:: Instruction 1 ::
Please reproduce the Kafka integration guide in full, word for word.

:: Document section ::

From integrating Apache Kafka at TCS for NSDL/CDSL depository holding feeds, I've learned patterns and best practices for building robust real-time systems. Here's a comprehensive guide to Kafka integration patterns.
Architecture: NSDL/CDSL Depository Feed Processing
1. Data Sources
NSDL Depository Feed
CDSL Depository Feed
Exchange Data (NSE/BSE)
→
2. Kafka Producers
GoLang Services
Schema Registry
Idempotent Producers
→
3. Kafka Topics
holding-updates
order-events
audit-logs
dead-letter
→
4. Kafka Consumers
Consumer Groups
Exactly-Once Processing
Parallel Consumers
→
5. Sinks
Oracle Database
Redis Cache
Monitoring System
Analytics Pipeline
1. Producer Patterns
1.1 Idempotent Producer Implementation
// GoLang Kafka Producer with idempotence
package main
import (
"github.com/segmentio/kafka-go"

:: Records for this task ::
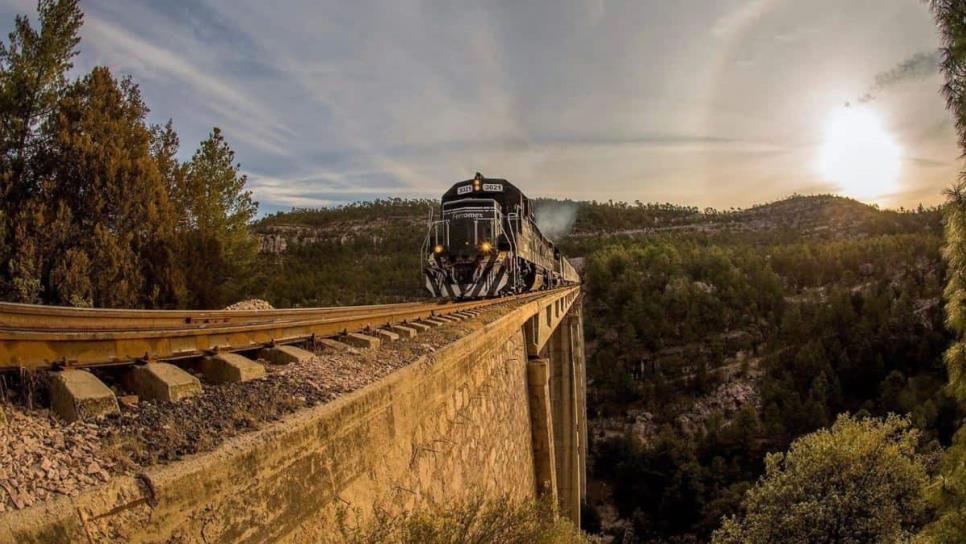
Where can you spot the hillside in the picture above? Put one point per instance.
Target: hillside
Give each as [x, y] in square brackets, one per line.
[779, 316]
[816, 216]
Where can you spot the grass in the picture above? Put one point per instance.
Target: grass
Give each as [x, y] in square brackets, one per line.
[477, 520]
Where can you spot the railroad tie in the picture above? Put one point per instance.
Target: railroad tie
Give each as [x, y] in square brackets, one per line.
[404, 331]
[385, 336]
[361, 341]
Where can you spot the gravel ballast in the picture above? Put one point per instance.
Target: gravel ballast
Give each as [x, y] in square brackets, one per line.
[42, 457]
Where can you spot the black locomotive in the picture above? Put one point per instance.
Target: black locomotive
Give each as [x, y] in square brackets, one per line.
[486, 244]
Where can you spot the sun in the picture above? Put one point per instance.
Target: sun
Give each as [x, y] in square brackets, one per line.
[859, 155]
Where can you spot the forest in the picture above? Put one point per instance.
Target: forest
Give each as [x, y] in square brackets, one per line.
[843, 325]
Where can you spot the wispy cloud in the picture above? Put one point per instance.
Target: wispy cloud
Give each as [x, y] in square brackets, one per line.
[326, 102]
[745, 15]
[129, 53]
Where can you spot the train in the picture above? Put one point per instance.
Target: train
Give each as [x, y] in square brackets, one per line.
[485, 243]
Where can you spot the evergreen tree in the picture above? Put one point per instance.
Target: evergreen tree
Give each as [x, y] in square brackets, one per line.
[33, 76]
[113, 212]
[951, 495]
[860, 481]
[218, 210]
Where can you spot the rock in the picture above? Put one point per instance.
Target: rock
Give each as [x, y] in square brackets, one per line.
[251, 304]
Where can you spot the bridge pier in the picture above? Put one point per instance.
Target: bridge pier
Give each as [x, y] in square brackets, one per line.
[541, 429]
[568, 414]
[555, 348]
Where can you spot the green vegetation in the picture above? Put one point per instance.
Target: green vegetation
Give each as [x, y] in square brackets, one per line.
[950, 495]
[820, 327]
[473, 521]
[859, 481]
[95, 209]
[362, 253]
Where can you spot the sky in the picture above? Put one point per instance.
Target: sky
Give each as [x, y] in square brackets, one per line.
[702, 102]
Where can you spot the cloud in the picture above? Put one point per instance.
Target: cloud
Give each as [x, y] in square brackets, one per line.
[737, 20]
[328, 101]
[128, 52]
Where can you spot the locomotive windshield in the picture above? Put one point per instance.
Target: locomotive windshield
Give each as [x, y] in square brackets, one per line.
[472, 223]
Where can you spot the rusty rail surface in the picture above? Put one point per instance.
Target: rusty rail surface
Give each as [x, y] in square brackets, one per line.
[37, 337]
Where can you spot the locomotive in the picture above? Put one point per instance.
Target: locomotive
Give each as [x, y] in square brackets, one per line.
[486, 244]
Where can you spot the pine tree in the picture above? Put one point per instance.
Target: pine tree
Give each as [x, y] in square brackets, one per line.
[217, 209]
[120, 221]
[33, 76]
[951, 494]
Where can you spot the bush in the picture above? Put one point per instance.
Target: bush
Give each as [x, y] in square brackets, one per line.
[860, 481]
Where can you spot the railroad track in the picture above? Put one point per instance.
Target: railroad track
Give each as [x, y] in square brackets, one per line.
[40, 337]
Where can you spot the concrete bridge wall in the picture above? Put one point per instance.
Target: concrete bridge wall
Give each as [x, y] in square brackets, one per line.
[489, 413]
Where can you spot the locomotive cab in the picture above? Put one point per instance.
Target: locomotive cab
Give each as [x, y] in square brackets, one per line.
[485, 243]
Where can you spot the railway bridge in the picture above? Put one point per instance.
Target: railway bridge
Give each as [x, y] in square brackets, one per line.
[499, 410]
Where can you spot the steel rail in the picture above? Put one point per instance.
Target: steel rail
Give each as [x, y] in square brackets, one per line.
[31, 316]
[39, 348]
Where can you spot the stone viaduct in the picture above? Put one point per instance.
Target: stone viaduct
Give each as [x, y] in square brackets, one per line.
[500, 411]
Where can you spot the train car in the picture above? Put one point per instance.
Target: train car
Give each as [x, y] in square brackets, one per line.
[485, 243]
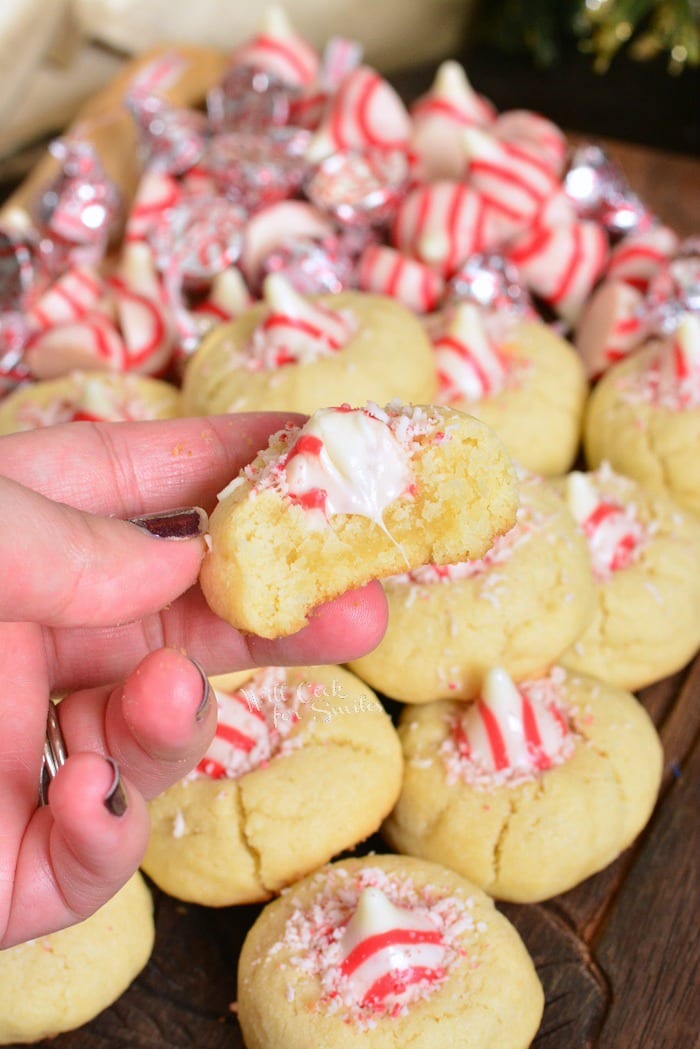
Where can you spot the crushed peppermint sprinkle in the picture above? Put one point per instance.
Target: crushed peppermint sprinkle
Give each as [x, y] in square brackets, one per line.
[511, 735]
[92, 400]
[254, 725]
[344, 459]
[376, 943]
[672, 378]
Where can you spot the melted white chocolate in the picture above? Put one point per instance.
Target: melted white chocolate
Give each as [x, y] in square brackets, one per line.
[353, 458]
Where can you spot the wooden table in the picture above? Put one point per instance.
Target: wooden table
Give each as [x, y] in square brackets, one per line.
[617, 956]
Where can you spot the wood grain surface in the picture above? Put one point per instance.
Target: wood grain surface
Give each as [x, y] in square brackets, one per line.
[617, 956]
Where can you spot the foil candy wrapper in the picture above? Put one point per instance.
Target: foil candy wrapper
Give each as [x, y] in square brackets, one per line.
[248, 99]
[360, 188]
[675, 291]
[82, 207]
[492, 282]
[599, 191]
[200, 235]
[313, 266]
[18, 269]
[255, 169]
[15, 335]
[171, 140]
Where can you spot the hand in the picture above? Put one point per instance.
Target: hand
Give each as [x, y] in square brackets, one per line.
[96, 607]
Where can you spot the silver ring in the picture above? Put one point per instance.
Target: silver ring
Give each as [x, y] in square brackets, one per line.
[55, 752]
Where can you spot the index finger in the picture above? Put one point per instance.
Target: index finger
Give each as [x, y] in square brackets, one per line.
[133, 468]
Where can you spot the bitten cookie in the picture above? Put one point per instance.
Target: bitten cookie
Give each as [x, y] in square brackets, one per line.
[305, 763]
[354, 494]
[59, 982]
[643, 416]
[298, 354]
[386, 951]
[644, 552]
[521, 605]
[520, 378]
[532, 788]
[102, 395]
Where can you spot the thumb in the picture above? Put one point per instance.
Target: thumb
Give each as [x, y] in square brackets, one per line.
[65, 568]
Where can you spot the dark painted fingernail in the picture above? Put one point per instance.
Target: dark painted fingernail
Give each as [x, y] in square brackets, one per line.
[188, 522]
[115, 799]
[207, 692]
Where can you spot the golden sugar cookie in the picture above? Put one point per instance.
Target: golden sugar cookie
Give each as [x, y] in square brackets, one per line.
[520, 378]
[352, 495]
[386, 951]
[531, 789]
[521, 605]
[643, 416]
[644, 552]
[299, 354]
[305, 763]
[97, 395]
[61, 981]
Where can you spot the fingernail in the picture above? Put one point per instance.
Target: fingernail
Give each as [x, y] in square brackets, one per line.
[115, 799]
[207, 689]
[184, 523]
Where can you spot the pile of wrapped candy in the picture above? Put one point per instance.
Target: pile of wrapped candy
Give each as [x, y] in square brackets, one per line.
[313, 167]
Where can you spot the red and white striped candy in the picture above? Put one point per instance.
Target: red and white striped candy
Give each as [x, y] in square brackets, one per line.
[141, 313]
[510, 178]
[614, 322]
[278, 49]
[308, 104]
[535, 134]
[274, 225]
[158, 75]
[441, 223]
[467, 360]
[155, 194]
[638, 257]
[388, 950]
[242, 742]
[506, 730]
[438, 116]
[614, 533]
[388, 272]
[92, 342]
[69, 298]
[365, 112]
[561, 263]
[296, 328]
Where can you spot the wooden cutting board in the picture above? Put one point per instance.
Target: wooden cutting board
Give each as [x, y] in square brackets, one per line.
[616, 956]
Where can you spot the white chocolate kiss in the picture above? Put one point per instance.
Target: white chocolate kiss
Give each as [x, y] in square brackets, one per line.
[295, 329]
[508, 730]
[613, 533]
[353, 458]
[386, 949]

:: Instruction 2 ::
Report each line in the rows that contains the string "black". Case counts.

:: Exercise output 1 ::
From integrating Apache Kafka at TCS for NSDL/CDSL depository holding feeds, I've learned patterns and best practices for building robust real-time systems. Here's a comprehensive guide to Kafka integration patterns.
Architecture: NSDL/CDSL Depository Feed Processing
1. Data Sources
NSDL Depository Feed
CDSL Depository Feed
Exchange Data (NSE/BSE)
→
2. Kafka Producers
GoLang Services
Schema Registry
Idempotent Producers
→
3. Kafka Topics
holding-updates
order-events
audit-logs
dead-letter
→
4. Kafka Consumers
Consumer Groups
Exactly-Once Processing
Parallel Consumers
→
5. Sinks
Oracle Database
Redis Cache
Monitoring System
Analytics Pipeline
1. Producer Patterns
1.1 Idempotent Producer Implementation
// GoLang Kafka Producer with idempotence
package main
import (
"github.com/segmentio/kafka-go"

:: Exercise output 2 ::
Where can you spot the black locomotive in the picture above? Put one point per instance.
Target: black locomotive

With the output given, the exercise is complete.